Benvenuti ad Azuma, una fantastica rivisitazione del Giappone feudale dove i fiori di ciliegio danzano giocosamente su acque scintillanti sotto montagne d’oro, dove i Kemono – creature gigantesche fuse con l’essenza stessa della natura – vagano liberi e dove chiunque abbia mai giocato a un gioco di Monster Hunter si sentirà immediatamente a casa.
Non è mai giusto iniziare una recensione parlando di un altro gioco, ma nel caso di Wild Hearts è praticamente inevitabile. Il gioco si ispira così tanto alla longeva serie di Monster Hunter di Capcom che non solo ne è debitore, ma semplicemente non esisterebbe senza di essa. Ma anche se il senso di déjà vu è forte a volte, soprattutto all’inizio, l’intelligente reimmaginazione di una formula familiare da parte dello sviluppatore Omega Force spinge Wild Hearts ben oltre il clone competente per diventare un’esperienza meravigliosa a sé stante.

[RECORD MOSTRATI]
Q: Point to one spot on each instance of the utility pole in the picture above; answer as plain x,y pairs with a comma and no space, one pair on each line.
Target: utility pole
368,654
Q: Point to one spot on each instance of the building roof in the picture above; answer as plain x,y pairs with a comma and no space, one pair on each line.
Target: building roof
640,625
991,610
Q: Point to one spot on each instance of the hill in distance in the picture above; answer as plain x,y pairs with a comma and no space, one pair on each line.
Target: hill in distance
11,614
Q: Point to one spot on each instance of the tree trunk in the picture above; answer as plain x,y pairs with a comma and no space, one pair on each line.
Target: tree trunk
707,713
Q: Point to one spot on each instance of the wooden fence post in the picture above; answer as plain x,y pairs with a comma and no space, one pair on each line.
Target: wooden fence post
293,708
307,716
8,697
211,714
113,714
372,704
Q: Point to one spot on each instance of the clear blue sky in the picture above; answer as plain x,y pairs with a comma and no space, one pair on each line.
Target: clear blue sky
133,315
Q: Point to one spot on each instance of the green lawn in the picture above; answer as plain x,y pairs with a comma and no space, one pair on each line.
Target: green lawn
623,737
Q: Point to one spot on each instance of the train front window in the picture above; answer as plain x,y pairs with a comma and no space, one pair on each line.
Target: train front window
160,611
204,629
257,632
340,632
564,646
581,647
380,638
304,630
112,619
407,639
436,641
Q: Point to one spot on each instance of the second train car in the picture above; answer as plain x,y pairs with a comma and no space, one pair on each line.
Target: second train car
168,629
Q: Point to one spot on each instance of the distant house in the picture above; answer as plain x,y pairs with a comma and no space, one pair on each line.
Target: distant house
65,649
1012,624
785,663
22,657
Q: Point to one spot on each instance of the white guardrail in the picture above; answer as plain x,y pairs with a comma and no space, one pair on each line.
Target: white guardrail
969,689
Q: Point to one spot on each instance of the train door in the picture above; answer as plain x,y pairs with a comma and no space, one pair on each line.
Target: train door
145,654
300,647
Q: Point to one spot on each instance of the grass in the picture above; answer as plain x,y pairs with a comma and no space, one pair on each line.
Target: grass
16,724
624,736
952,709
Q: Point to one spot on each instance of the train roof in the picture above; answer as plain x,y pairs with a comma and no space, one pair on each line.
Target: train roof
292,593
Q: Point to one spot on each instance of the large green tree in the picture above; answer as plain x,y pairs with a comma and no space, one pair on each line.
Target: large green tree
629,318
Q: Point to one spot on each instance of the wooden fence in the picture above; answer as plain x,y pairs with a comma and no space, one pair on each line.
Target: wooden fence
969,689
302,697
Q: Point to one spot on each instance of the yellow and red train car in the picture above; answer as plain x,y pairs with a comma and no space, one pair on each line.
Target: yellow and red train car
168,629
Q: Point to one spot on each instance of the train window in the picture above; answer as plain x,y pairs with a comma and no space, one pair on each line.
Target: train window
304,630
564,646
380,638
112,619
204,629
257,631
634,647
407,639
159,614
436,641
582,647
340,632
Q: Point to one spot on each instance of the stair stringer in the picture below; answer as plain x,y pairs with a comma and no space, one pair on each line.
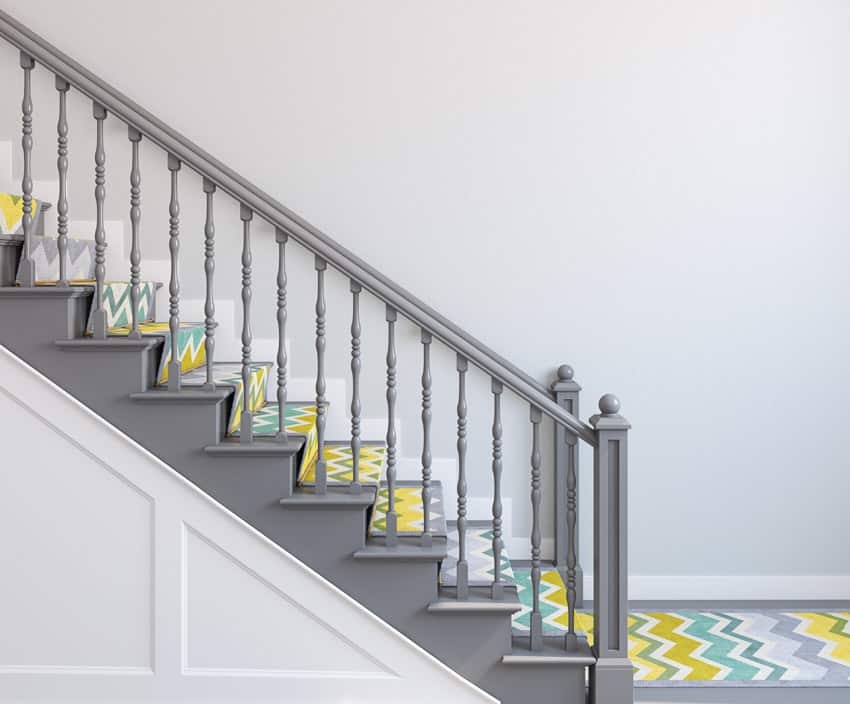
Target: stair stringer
164,593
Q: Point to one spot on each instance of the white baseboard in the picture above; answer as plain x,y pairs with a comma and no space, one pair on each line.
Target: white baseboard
737,587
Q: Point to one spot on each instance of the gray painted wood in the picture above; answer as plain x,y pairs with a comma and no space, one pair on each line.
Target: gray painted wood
462,562
566,391
135,216
426,438
497,590
267,207
281,238
611,677
99,315
536,625
392,360
246,428
356,408
321,384
174,372
210,323
62,86
27,267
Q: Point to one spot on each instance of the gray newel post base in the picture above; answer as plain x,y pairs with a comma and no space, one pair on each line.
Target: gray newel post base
611,678
566,391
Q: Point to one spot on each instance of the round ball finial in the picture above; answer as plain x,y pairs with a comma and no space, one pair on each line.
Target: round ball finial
609,405
565,373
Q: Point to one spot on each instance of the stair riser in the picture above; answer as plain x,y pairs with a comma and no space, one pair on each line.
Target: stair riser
324,539
540,684
29,322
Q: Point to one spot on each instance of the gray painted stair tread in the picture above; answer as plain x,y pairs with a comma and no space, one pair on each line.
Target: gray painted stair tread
191,396
84,344
261,447
376,549
552,653
221,373
335,498
20,293
478,601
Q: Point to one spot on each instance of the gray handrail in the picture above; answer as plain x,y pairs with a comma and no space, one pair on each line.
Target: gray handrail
281,217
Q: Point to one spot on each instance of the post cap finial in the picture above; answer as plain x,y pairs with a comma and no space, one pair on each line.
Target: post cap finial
609,405
565,373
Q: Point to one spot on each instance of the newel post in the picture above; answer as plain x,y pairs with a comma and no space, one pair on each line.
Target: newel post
566,391
611,679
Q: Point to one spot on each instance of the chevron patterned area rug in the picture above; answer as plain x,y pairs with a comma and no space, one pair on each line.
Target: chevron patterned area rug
713,648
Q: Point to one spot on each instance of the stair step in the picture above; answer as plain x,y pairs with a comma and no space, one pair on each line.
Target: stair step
117,303
335,498
409,510
376,549
479,556
479,600
552,653
338,457
230,374
300,418
190,344
553,604
261,447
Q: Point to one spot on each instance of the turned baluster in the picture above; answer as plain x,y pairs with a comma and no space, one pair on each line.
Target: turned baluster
536,636
99,315
281,238
135,215
497,590
392,359
174,370
462,564
356,288
209,276
62,86
321,384
246,430
27,267
426,438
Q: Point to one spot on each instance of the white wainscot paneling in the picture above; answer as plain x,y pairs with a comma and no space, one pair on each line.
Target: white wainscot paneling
122,582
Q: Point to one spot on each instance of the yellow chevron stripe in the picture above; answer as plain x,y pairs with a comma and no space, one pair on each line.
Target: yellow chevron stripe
836,646
681,648
638,643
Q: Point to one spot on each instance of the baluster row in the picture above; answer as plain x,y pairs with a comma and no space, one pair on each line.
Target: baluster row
566,532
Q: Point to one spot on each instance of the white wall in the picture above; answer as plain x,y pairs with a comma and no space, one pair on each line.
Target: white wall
654,192
124,582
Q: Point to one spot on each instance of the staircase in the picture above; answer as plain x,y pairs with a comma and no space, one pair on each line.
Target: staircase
336,503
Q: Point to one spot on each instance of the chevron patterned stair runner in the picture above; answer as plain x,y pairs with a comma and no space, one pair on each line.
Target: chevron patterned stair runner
339,465
479,556
230,374
12,214
190,344
717,648
409,509
80,265
117,302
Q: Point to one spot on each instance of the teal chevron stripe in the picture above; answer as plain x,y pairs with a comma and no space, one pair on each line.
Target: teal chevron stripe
720,651
117,303
751,651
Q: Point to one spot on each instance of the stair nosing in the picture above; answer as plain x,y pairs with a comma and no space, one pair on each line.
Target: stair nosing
332,500
189,394
260,447
117,344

[PROBLEMA DA RISOLVERE]
Rispondi a queste domande sulla recensione di Wild Hearts:
(a) Come si chiama la rivisitazione del Giappone feudale in cui è ambientato il gioco?
(b) Con quale nome vengono chiamate le creature gigantesche che vagano libere?
(c) Quale sviluppatore ha reimmaginato la formula familiare?

[LA RISPOSTA]
(a) Azuma.
(b) Kemono.
(c) Omega Force.